-- begin Information supplied --
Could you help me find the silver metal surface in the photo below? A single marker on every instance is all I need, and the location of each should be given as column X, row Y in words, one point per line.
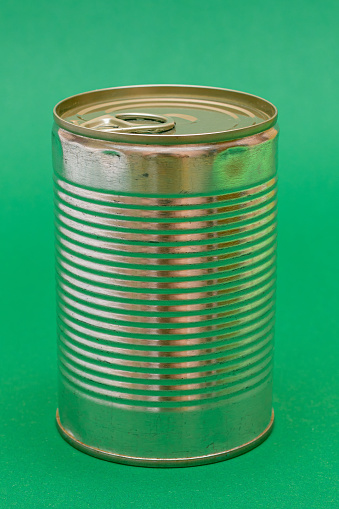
column 166, row 260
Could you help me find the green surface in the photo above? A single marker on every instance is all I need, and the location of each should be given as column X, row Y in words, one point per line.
column 283, row 51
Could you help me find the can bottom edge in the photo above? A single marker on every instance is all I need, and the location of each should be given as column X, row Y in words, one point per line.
column 165, row 462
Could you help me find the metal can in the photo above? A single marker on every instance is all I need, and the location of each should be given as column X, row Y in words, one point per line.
column 165, row 209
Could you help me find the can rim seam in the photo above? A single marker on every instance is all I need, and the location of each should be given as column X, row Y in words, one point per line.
column 164, row 462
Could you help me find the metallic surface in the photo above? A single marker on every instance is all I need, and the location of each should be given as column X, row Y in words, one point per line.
column 201, row 114
column 166, row 292
column 177, row 462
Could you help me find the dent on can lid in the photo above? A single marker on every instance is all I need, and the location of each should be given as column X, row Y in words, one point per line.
column 165, row 114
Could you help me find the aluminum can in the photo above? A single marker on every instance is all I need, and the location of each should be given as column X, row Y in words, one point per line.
column 165, row 213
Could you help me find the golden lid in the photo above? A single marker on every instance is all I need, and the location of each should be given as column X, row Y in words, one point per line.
column 165, row 114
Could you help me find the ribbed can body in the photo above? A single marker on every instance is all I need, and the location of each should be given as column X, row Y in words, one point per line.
column 166, row 260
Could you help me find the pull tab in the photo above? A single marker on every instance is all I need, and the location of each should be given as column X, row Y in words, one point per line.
column 122, row 123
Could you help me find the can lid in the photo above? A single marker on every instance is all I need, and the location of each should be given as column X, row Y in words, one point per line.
column 165, row 114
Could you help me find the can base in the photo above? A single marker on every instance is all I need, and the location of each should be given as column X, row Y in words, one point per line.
column 164, row 462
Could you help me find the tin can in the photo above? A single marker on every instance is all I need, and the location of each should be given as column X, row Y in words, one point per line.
column 165, row 209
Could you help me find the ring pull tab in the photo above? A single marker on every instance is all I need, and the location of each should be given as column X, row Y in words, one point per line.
column 123, row 123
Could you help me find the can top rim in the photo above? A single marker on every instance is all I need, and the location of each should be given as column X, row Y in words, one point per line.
column 143, row 114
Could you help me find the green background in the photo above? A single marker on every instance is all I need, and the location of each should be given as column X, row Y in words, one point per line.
column 283, row 51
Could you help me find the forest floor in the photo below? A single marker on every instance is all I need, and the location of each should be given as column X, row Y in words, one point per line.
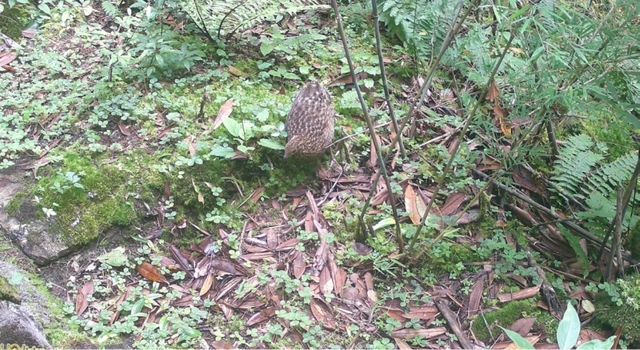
column 222, row 244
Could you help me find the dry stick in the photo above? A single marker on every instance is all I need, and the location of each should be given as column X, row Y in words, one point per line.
column 385, row 84
column 621, row 211
column 570, row 225
column 423, row 92
column 459, row 141
column 464, row 210
column 374, row 139
column 617, row 234
column 454, row 324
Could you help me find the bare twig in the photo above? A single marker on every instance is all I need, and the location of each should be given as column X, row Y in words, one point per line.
column 385, row 83
column 467, row 122
column 374, row 140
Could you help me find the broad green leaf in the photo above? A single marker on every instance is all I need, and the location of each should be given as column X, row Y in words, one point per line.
column 536, row 54
column 222, row 151
column 598, row 344
column 45, row 8
column 384, row 223
column 269, row 143
column 569, row 328
column 519, row 12
column 262, row 115
column 518, row 339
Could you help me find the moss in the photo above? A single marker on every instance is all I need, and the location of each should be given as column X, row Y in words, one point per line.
column 13, row 20
column 89, row 198
column 503, row 317
column 625, row 313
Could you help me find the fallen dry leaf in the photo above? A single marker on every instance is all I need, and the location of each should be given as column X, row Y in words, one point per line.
column 223, row 113
column 149, row 272
column 81, row 299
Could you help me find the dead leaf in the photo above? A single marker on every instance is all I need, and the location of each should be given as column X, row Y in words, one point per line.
column 519, row 295
column 81, row 299
column 124, row 129
column 414, row 204
column 223, row 113
column 402, row 345
column 236, row 72
column 207, row 284
column 453, row 203
column 149, row 272
column 221, row 345
column 426, row 333
column 299, row 265
column 6, row 58
column 322, row 313
column 326, row 283
column 493, row 92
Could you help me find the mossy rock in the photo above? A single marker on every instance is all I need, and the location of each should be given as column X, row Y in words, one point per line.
column 624, row 313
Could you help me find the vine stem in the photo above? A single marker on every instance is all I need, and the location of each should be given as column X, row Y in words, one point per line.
column 459, row 141
column 372, row 131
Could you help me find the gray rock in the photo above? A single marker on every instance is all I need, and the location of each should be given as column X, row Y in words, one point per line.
column 16, row 328
column 22, row 324
column 36, row 238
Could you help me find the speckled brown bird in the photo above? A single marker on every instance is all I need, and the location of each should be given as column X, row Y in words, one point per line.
column 309, row 123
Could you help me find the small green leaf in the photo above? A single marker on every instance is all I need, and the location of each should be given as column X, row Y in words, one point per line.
column 518, row 339
column 291, row 76
column 262, row 115
column 269, row 143
column 116, row 257
column 233, row 127
column 265, row 49
column 569, row 328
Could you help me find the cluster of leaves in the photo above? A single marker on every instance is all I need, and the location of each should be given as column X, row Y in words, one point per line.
column 568, row 333
column 109, row 318
column 622, row 306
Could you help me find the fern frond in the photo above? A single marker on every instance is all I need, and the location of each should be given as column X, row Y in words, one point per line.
column 578, row 173
column 226, row 17
column 110, row 9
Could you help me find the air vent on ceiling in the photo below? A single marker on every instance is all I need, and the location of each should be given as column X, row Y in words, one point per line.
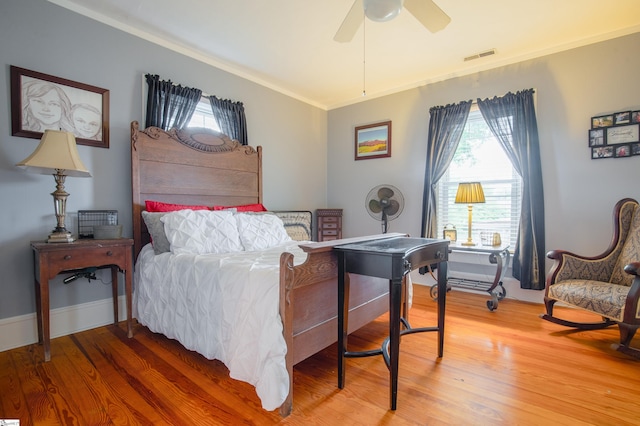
column 480, row 55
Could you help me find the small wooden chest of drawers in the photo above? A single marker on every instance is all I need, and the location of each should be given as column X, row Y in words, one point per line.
column 329, row 224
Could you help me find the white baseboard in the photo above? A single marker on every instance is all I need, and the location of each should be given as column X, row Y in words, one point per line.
column 23, row 330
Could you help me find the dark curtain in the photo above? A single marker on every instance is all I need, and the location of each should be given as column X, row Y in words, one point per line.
column 512, row 119
column 169, row 105
column 446, row 124
column 231, row 119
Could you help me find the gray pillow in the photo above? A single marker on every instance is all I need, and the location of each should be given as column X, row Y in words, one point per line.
column 155, row 227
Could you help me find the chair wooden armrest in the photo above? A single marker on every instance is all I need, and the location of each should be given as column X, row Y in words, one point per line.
column 568, row 265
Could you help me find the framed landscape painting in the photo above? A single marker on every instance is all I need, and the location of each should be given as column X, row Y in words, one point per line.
column 373, row 141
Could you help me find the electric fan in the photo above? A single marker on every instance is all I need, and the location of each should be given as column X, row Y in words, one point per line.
column 384, row 203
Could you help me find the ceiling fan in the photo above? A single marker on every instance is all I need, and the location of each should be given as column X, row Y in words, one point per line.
column 425, row 11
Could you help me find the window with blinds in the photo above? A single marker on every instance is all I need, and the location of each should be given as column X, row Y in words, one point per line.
column 480, row 158
column 203, row 116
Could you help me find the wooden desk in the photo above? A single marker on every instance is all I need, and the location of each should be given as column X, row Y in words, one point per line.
column 390, row 258
column 50, row 259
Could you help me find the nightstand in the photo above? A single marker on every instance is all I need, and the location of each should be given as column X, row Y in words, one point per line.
column 50, row 259
column 329, row 224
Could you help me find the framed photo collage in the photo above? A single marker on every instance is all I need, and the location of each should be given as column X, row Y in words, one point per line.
column 615, row 135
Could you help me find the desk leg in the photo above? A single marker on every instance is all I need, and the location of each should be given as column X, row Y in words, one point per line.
column 395, row 301
column 442, row 294
column 114, row 287
column 128, row 290
column 42, row 298
column 343, row 315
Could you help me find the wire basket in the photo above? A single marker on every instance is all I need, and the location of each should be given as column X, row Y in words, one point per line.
column 88, row 219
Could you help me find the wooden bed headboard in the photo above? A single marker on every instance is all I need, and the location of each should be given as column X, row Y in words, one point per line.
column 192, row 166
-- end Information supplied --
▸ Instructions for the task
Can you copy out, word for word, the lines of the records above from the very first line through the line containing "column 165, row 213", including that line, and leave the pictures out?

▸ Result of the exercise
Could you help me find the silver metal surface in the photo below? A single marker on every instance is all I need, and the location of each should be given as column X, row Y in words, one point per line.
column 166, row 260
Could you help me find the green surface in the photo above? A single marker on every instance is all I need, and the location of each should be given as column X, row Y in words, one point per line.
column 283, row 51
Could you help me find the can bottom edge in the photo above? A single marker on every instance is all I need, and the location of each should be given as column X, row Y in words, one point per line.
column 165, row 462
Could you help me find the metal can in the photo above? A single marker on every instance is all I need, and the location of each should be given as column X, row Y in words, one point per line.
column 165, row 209
Could you help me find the can rim seam in the photo above? A single marker on every instance is all I need, and the location of each should be given as column X, row Y in words, one point per line.
column 164, row 462
Could you help me find the metallic surface in the photo above? A single marker on every instance is all I need, and the location of each should be given as column X, row Y in words, one point per line.
column 201, row 114
column 166, row 292
column 177, row 462
Could you help me find the dent on can lid in the photo above? A single marker on every instance is all I need, and the location of each should be given as column X, row Y in words, one point per line.
column 165, row 114
Could you help me find the aluminum can in the photo above? A single marker on every instance is all I need, and the location of each should be given as column X, row Y in words, one point per line.
column 165, row 213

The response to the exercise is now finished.